**INSTRUCTIONS**:
(a) Answer these questions about the LlamaIndex notebook below.
(i) What value is passed as similarity_cutoff to SimilarityPostprocessor?
(ii) Which environment variable is read to get the API key?
(iii) Which model name is passed to tiktoken.encoding_for_model?
(b) Resume the LlamaIndex notebook below, picking up right after its last line of code.

**READING PASSAGE**:
• • • • • • •

In [None]:
# The api key is exahausted so that's why I didn't ran the cells

# for importing the api key make variable.env and store your 'OPENAI_API_KEY' 
import os
api_key = os.environ.get('OPENAI_API_KEY')

In [2]:
from llama_index.core import SimpleDirectoryReader, VectorStoreIndex

document = SimpleDirectoryReader(r'data').load_data()

In [None]:
index = VectorStoreIndex.from_documents(document, show_progress=True)

In [None]:
query_engine = index.as_query_engine()

In [None]:
response = query_engine.query("").response

In [None]:
response

## pprint Response

In [None]:
# This pprint shows how the 3 component (retrievers, node-postprocessor, reponses-synthesizer) works
from llama_index.core.response.pprint_utils import pprint_response
pprint_response(response, show_source=True)

# Retriever

In [None]:
# Retieriver is used to fetch the top 10 indexes 
from llama_index.core.retrievers import VectorIndexRetriever
from llama_index.core.query_engine import RetrieverQueryEngine

retriever = VectorIndexRetriever(
    index = index,
    similarity_top_k= 3
)

In [None]:
query_engine = RetrieverQueryEngine(retriever=retriever)

In [None]:
query_engine()

# SimilarityPostProcessor

In [None]:
# This Similarity Post Processor will help to set the threshold on the similarity score
from llama_index.core.retrievers import VectorIndexRetriever
from llama_index.core.query_engine import RetrieverQueryEngine
from llama_index.core.postprocessor import SimilarityPostprocessor

s_processor = SimilarityPostprocessor(similarity_cutoff=0.75)
retriever = VectorIndexRetriever(
    index=index,
    similarity_top_k=3
)

query_engine = RetrieverQueryEngine(retriever=retriever, node_postprocessors=[s_processor])

In [None]:
response = query_engine.query("")

# Persisting Index

In [None]:
# Here you will store all the embeddings
from llama_index.core import SimpleDirectoryReader, VectorStoreIndex

document = SimpleDirectoryReader(r'data').load_data()
index = VectorStoreIndex.from_documents(document, show_progress=True)

In [None]:
index.storage_context.persist(persist_dir='storge\embeddings')

# For Reading the index from the folder 

In [None]:
from llama_index.core import StorageContext, load_index_from_storage
storage_context = StorageContext.from_defaults(persist_dir=r"storage\embeddings")
index = load_index_from_storage(storage_context)

### How to count the tokens when creating and querying llamaIndex

In [25]:
import tiktoken
from llama_index.core import ServiceContext
from llama_index.core.callbacks import CallbackManager, TokenCountingHandler

In [None]:
token_counter = TokenCountingHandler(
    tokenizer= tiktoken.encoding_for_model("text-embedding-ada-002").encode,
     verbose=True
)
callback_manager = CallbackManager([token_counter])

• • • • • • •

**DATA SECTION**:
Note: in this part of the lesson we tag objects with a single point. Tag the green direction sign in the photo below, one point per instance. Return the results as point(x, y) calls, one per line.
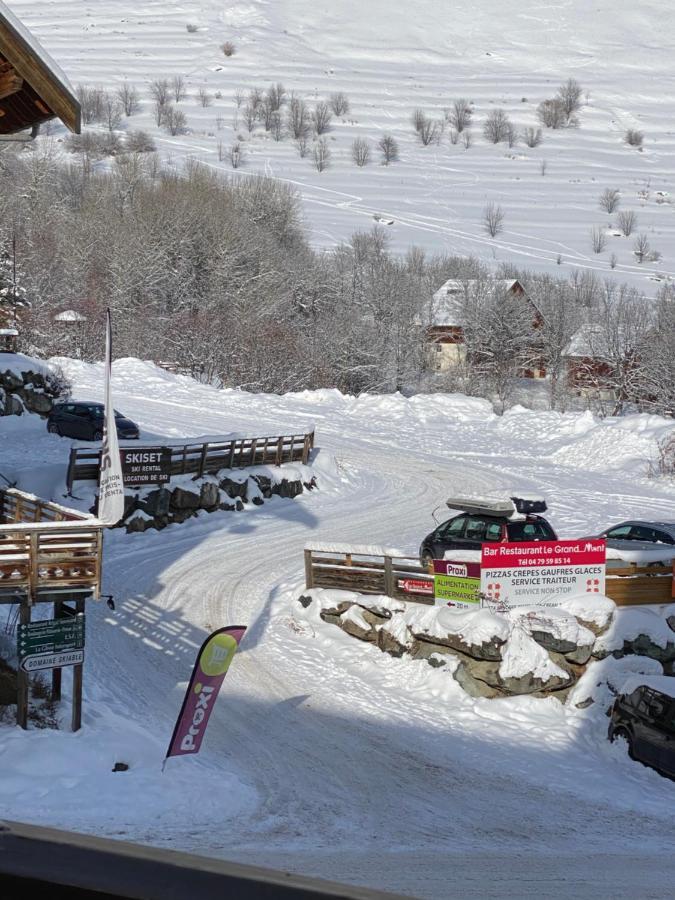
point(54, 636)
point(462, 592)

• • • • • • •

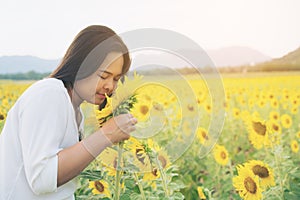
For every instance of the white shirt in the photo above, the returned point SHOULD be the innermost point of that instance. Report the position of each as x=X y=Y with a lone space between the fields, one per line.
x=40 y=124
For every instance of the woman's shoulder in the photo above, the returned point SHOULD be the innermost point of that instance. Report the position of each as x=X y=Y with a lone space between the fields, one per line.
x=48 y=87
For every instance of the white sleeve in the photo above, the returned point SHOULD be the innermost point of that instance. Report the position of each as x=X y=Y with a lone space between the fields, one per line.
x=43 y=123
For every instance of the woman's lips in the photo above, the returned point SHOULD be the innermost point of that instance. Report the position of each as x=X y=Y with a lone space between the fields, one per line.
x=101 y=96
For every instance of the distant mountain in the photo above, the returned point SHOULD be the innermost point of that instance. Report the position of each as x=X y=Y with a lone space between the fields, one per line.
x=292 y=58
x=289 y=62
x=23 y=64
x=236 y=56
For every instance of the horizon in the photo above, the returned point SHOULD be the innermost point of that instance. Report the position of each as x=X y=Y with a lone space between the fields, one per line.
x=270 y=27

• • • • • • •

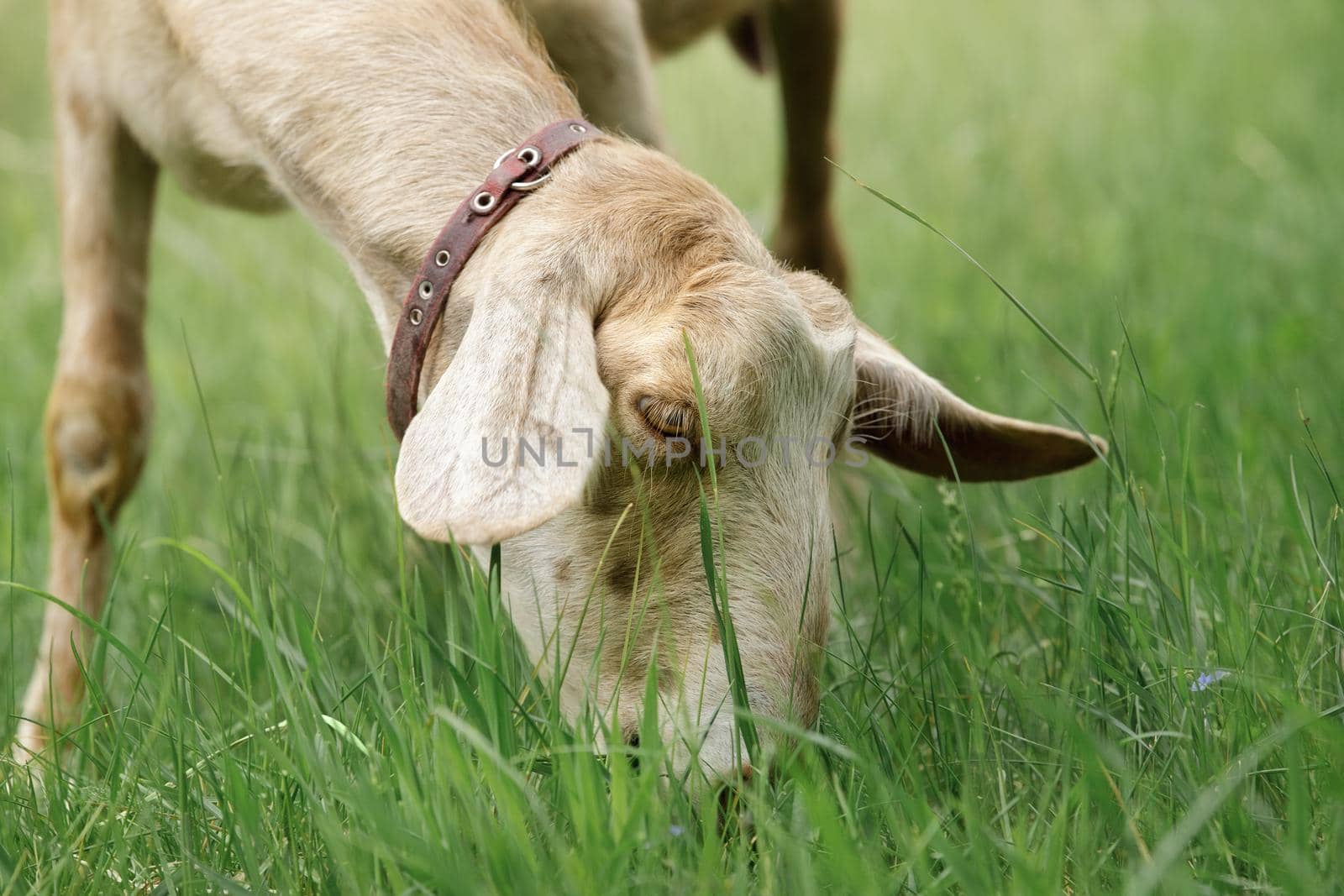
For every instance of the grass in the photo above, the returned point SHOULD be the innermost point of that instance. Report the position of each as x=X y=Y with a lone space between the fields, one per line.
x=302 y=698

• • • • • • •

**ANSWERS BY TASK**:
(a)
(i) 0.75
(ii) OPENAI_API_KEY
(iii) text-embedding-ada-002

(b)
service_context = ServiceContext.from_defaults(callback_manager=callback_manager)

In [None]:
index =  VectorIndexRetriever(document, show_progress=True, service_context=service_context)

In [None]:
query_engine = index.as_query_engine()

In [None]:
query_engine('')

# How to use LLM's with LlamaIndex

In [4]:
from llama_index.llms.openai import OpenAI
llm = OpenAI(temperature=0, model='gpt-3.5-turbo', max_tokens=250)

In [None]:
response = llm.complete('What is API?')

In [None]:
response.text 

In [None]:
# shows metadata
response.raw

# Chat Models

In [None]:
#This will act like a actor for which the role is assigned as

from llama_index.core.llms import ChatMessage

message = [
    ChatMessage(role='system', content='Talk like a 5 year old funny and cute girl who always answer in joke.'),
    ChatMessage(role='system',content="tell me about your math's Teacher")
]

response = llm.chat(messages=message)

In [None]:
print(response)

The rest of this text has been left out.